Otoriteye Boyun Eğdiren Milgram Deneyi İçinizdeki Cani ile Yüzleşmenize Sebep Olacak!

Tanıdığınız bütün insanların bir gün gelip  acımasız birer işkenceciye dönüşeceğini söylesek ne düşünürdünüz? Dehşet verici değil mi? Ama ne yazık ki aynı zamanda bir 'gerçek!'  Nasıl mı? Adı Milgram olan bir deney aracılığıyla içinizdeki işkenceciyle tanışmaya hazır olun...

1961 yılında Yale Üniversitesi’nin eski kampüsündeki tarihi yapılardan biri sıra dışı olaylara sahne oldu...

Stanley Milgram, Harvard Üniversitesi’nde sosyal psikoloji alanındaki doktorasını kısa sürede tamamladıktan sonra doktora tezini de psikoloji profesörü Solomon Asch’ın 'uyum deneyi' üzerine hazırladı.

Asch’ın deneyinde, bir grup deney işbirlikçisi ile bir denek yer alıyor. Denek, içinde yer aldığı grubun tamamının kendisi gibi denek olduğunu sanıyor ama aslında sadece kendisi denek. Doğru sonucun gayet net olduğu basit bir soru denek kasten sona bırakılarak önce tüm işbirlikçilere soruluyor. Bütün işbirlikçiler yanlış cevap verdikten sonra, en son denek de gruba uyum sağlayarak yanlış cevabı veriyor.

Asch, insanların önemli bir kısmının, kendi başınayken doğru olduğuna inandığı şeyi, yanlışta ısrar eden bir grubun içinde açıktan söyleyemediğini belirliyor.

Adolf Eichmann'ın yargılandığı dava, Milgram'ı harekete geçirdi.

Milgram, Asch’ın deneyindeki bireysel bulguların, toplumsal düzeyde ve hatta ulusal boyutta bir karşılığı olup olmayacağını merak ediyordu. Zihninde kıvılcımı yakan, 11 Nisan 1961 günü başlayan bir mahkeme oldu. Arjantin’de yakalanan Nazi subayı Adolf Eichmann, İkinci Dünya Savaşı sırasında Yahudi toplama kamplarındaki işkencelerinden dolayı Kudüs’te yargılanıyordu.

Zulmetmek, psikopatlara veya fanatik sadistlere özgü değildi. Emirleri sorgusuz sualsiz yerine getiren sıradan bir insan da zalimleşebilirdi.

New Yorker dergisi adına Kudüs’e gelen Yahudi kökenli politik teorisyen Hannah Arendt, kötülüğün sadece zalim ruhlu insanlar tarafından yapılan bir fiil olmadığını, şartları sağlandığında ve yeterli motivasyonla sıradan insanların da korkunç zulümleri soğukkanlılıkla yapabilecek potansiyele sahip olduğunu savunuyordu.

Malzeme:
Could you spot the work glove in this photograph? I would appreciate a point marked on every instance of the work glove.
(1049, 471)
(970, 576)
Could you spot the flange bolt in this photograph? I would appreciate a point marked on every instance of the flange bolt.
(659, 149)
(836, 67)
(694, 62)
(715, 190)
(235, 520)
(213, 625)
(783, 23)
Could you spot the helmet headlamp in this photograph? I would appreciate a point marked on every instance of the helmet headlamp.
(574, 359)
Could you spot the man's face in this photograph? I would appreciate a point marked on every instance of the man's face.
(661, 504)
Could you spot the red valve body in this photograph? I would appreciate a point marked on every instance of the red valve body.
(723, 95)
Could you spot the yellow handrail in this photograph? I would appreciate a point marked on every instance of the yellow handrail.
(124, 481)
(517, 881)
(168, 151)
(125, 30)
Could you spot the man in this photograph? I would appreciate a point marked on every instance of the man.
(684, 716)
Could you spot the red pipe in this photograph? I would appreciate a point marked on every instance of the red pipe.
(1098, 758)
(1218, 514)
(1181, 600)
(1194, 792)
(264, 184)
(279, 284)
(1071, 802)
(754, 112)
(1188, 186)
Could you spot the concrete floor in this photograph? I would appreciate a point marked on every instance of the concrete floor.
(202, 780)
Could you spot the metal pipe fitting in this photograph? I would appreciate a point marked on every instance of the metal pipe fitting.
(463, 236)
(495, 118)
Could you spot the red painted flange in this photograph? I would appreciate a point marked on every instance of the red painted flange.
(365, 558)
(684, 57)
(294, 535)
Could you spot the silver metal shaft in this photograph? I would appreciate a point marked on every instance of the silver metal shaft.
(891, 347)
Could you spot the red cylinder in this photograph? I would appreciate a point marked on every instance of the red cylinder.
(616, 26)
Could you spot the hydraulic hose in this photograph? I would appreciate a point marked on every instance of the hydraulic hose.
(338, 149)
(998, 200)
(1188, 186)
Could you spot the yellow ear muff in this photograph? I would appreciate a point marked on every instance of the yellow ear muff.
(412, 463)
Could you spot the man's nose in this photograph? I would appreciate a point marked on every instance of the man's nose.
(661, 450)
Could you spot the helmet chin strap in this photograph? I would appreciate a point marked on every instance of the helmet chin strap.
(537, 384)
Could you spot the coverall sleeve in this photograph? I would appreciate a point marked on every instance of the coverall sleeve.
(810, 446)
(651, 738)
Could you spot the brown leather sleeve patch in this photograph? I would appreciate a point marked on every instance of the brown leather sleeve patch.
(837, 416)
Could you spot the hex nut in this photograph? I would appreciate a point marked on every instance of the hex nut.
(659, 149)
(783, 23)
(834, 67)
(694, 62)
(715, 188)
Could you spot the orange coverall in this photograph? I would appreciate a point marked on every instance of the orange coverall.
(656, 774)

Görev 1: Milgram deneyini anlatan metne göre Adolf Eichmann'ın yargılandığı mahkeme hangi gün başladı?
Görev 2: Milgram deneyi metninde adı geçen kişileri sıralayın.
Görev 3: Milgram deneyi metnini kaldığı yerden sürdürün.

Yazılı cevap 1: 11 Nisan 1961

Yazılı cevap 2: Stanley Milgram, Solomon Asch, Adolf Eichmann, Hannah Arendt

Yazılı cevap 3:
Nitekim, Eichmann’ı kaldığı hücrede ziyaret edip günlerce gözlemleyen altı psikolog da, Nazi subayının her hangi bir akıl veya ruh sağlığı problemi bulunmadığını tespitin yanı sıra arkadaşlarına ve ailesine düşkün son derece normal ve sosyal bir kişiliğe sahip olduğunu belirledi.

Kariyer ve terfi beklentisi insanı zalime dönüştürüyor.

Kötülüğün sıradanlığından söz eden yazar Hannah Arentd, Eichmann’ın zulüm emirlerini rahatsızlık duymadan yerine getirmesindeki motivasyonlarından birinin de kariyerinde yükselmek olduğuna dikkat çekti.

Eichmann’ı yönlendiren asıl konu Nazi ideolojisi değil, profesyonel kariyer endişesi ve terfi beklentileri, amirlerinin gözüne girme isteğiydi. Eichmann, sadece emirleri yerine getirdiğini ve böylece sadece emirlere değil kanunlara da uyduğunu dile getirerek, yaptığı zulümlerden sorumlu tutulamayacağını ve tek başına bir şeyi değiştirebilecek güçte olmadığını da dile getirdi.

Bireysel olarak zararsız ve normal bir hayat yaşadıkları halde, topluluk olarak ahlaksız ve zalimce bir yıkıcılığın parçası olabilen insanlar için kullanılan 'Little Eichmanns (Küçük Eichmann’lar)' tabiri de sosyal psikoloji literatürüne Eichmann’a atıfla girdi.

Peki nedir bu Milgram Deneyi?

Hannah Arendt’ın oldukça tepki gören tespitlerinden etkilenenlerden biri de 28 yaşındaki Stanley Milgram’dı. İşte bu genç psikolog,1961 yılında şu temel soruya cevap arıyordu: Sıradan hayat yaşayan zararsız bir insan, kendisi gibi bir insana zulmetmekte, acı çektirmekte ne kadar ileri gidebilir?

Bu sorunun cevabını bulmak için bir elektro şok makinesi geliştirdi. Yale Üniversitesi’nin bulunduğu şehrindeki yerel gazetelere, bir öğrenme yöntemi deneyi için gönüllü yetişkinler aradıkları ilanını verdi. Başvuranlar arasından normal bir hayat yaşayan yetişkinleri denek olarak seçti.

Aslında her şey kurmaca, sadece denek farkında değil.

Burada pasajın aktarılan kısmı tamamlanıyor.